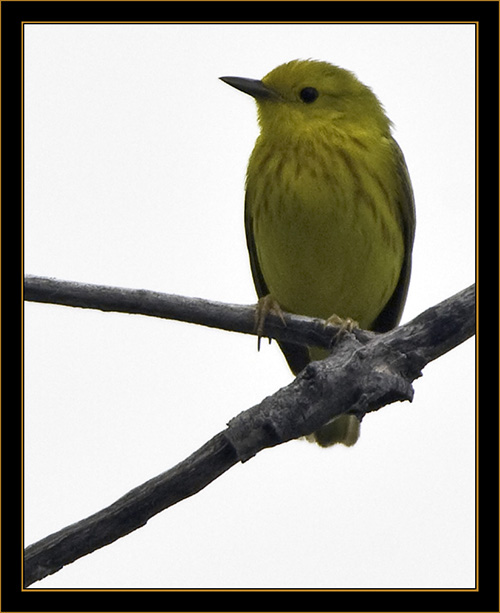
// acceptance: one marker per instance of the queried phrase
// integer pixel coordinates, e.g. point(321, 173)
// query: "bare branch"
point(232, 317)
point(361, 375)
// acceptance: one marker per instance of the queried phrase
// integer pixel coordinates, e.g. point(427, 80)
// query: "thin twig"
point(232, 317)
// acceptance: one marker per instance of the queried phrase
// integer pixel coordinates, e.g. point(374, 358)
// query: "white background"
point(135, 157)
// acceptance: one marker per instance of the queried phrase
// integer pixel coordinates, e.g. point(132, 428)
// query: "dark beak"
point(253, 87)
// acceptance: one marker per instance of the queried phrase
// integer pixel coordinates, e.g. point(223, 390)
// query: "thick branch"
point(360, 376)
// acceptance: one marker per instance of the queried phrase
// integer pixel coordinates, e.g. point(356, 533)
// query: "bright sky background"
point(135, 159)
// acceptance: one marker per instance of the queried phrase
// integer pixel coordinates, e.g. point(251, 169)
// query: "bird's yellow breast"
point(325, 224)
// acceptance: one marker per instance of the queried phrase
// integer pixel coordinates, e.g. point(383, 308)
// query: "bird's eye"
point(308, 94)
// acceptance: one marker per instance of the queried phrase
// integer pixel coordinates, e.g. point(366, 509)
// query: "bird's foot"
point(267, 304)
point(344, 325)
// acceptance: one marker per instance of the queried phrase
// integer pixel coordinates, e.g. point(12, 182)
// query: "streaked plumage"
point(329, 213)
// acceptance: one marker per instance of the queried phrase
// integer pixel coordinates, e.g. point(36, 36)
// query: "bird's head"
point(307, 95)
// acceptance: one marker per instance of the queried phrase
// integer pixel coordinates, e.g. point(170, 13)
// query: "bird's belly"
point(322, 254)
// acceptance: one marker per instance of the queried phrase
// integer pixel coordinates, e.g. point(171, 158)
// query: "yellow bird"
point(329, 210)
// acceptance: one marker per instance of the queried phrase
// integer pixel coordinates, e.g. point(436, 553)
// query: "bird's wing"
point(297, 356)
point(391, 313)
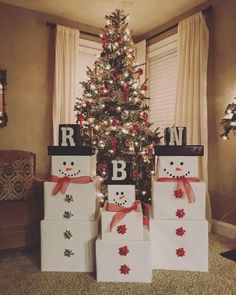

○ ○ ○ ○ ○

WORK TASK:
Copy out the material exactly as it stands, though no picture should appear in the copy.

SOLUTION:
// acceptance: one marker per instance of the queried phrase
// integer pixel coordinates, e.g. point(321, 173)
// query: "bare branch"
point(232, 317)
point(361, 375)
// acceptance: one marker per instance of the queried phrase
// integer pixel coordinates, e.g. point(427, 80)
// query: "thin twig"
point(232, 317)
// acceptance: one marker per instance of the queried phrase
// integer pixel coordinates, e.g. point(374, 358)
// query: "white background"
point(135, 157)
// acceptance: one marker per instance of the queried phrase
// integer pixel coordinates, e.g. point(132, 428)
// query: "dark beak"
point(253, 87)
// acceptance: one marker per instance of the queried phrase
// integer pixel coordinates, e.g. point(223, 390)
// query: "thick branch"
point(360, 376)
// acceptance: one marker per instance of the queried phrase
// integer pixel coordinates, e.g. point(356, 533)
// query: "bright sky background"
point(135, 159)
// acceptance: one marker per instance of the queried phrase
// integer pixel coordinates, e.g. point(251, 169)
// query: "bird's yellow breast"
point(325, 224)
// acceptance: one marker per instance of the queried phrase
// integer pixel coordinates, e.g. point(383, 308)
// query: "bird's eye"
point(308, 94)
// acceptance: one marker per instance of the queried phrase
// integer pixel coordinates, e.g. point(366, 509)
// query: "bird's foot"
point(267, 304)
point(344, 325)
// acceptance: one marker per instance of the queried phrase
// integer pixel coordinates, e.g. point(12, 182)
// query: "streaked plumage"
point(329, 213)
// acceptance: one marker per instance of the queried phrase
// integer pixel coordinates, e.g. point(36, 36)
// query: "bird's head"
point(307, 95)
// acceptance: one marker per instance of the queried phrase
// integer pixel coordinates, e.g. point(170, 13)
// query: "bird's belly"
point(322, 254)
// acceptance: one marker per instance of the queried phrase
// integer pixel coordinates, e.g. point(171, 158)
// query: "yellow bird"
point(329, 210)
// acceptance: one marker per instance of the queried phrase
// integer pixel coordinates, e.g. point(436, 553)
// query: "bird's wing"
point(297, 356)
point(391, 313)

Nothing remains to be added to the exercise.